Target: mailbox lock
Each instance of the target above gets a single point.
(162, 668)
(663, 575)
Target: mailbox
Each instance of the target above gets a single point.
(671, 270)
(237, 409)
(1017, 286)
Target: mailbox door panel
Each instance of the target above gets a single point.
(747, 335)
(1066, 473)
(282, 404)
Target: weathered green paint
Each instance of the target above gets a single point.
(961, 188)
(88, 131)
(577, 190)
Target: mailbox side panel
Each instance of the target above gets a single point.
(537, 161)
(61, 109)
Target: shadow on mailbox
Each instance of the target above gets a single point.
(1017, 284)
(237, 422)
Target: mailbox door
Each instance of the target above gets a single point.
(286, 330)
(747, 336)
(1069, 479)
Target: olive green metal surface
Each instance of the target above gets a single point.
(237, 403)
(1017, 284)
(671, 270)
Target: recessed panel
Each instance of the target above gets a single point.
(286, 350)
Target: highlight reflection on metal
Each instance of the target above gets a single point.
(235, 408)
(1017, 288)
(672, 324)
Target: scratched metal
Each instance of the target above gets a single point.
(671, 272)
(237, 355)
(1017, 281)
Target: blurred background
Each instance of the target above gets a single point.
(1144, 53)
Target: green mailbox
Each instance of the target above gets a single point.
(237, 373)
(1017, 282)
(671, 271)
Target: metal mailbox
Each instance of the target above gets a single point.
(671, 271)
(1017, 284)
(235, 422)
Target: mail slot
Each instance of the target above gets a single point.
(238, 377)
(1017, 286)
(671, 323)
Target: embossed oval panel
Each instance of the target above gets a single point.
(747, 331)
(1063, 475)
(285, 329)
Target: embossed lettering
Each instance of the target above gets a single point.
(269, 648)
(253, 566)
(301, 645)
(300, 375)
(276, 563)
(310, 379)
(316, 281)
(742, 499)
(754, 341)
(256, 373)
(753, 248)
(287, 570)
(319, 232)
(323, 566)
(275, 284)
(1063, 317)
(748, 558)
┄┄┄┄┄┄┄┄┄┄
Work order: Could you copy out all of the records above exactly?

Response to the task:
Target: mailbox lock
Each instance of the target above gets a single point.
(162, 668)
(663, 575)
Target: mailbox
Each instance of the target above gets a single point.
(671, 270)
(237, 409)
(1017, 286)
Target: mailbox door panel
Each instance of the target above gets a single point.
(747, 335)
(1066, 473)
(282, 404)
Target: weathered green paint
Each instance of the target above gets a single point.
(961, 188)
(88, 131)
(577, 190)
Target: mailbox side panel
Each instance of the target above gets a single point.
(537, 161)
(61, 109)
Target: shadow on mailbox
Each instance of the target above gets a single point.
(1017, 284)
(237, 422)
Target: mailbox door
Each instance of the target above gets a single point.
(286, 330)
(747, 336)
(1069, 479)
Target: olive green metal surface
Each instance of the target above gets a single point.
(237, 403)
(1017, 284)
(671, 270)
Target: recessed panel
Each instance of the target above gets a single point.
(286, 350)
Target: highlight reflection on metal
Each instance of the target above gets a single point.
(235, 408)
(1017, 288)
(672, 324)
Target: scratched metal
Each instance of the target above gets a single point.
(671, 272)
(237, 355)
(1017, 281)
Target: blurred background
Each instance of the target above gets a single point.
(1144, 53)
Target: green mailbox
Each instance of the target above gets a single point.
(237, 373)
(1017, 282)
(671, 271)
Target: metal mailbox
Each instance of the target above gets a single point.
(671, 271)
(1017, 284)
(235, 422)
Target: mail slot
Each instance of the target above gets a single point.
(238, 377)
(1017, 286)
(671, 323)
Target: embossed oval panel
Each instance of the target above gets a single point.
(747, 331)
(1063, 475)
(285, 329)
Target: embossed lettering
Each instance of the target above gets a single point.
(269, 648)
(253, 566)
(301, 645)
(300, 375)
(276, 563)
(310, 379)
(316, 281)
(742, 499)
(754, 341)
(256, 373)
(753, 248)
(287, 570)
(319, 232)
(323, 566)
(275, 284)
(1063, 317)
(748, 558)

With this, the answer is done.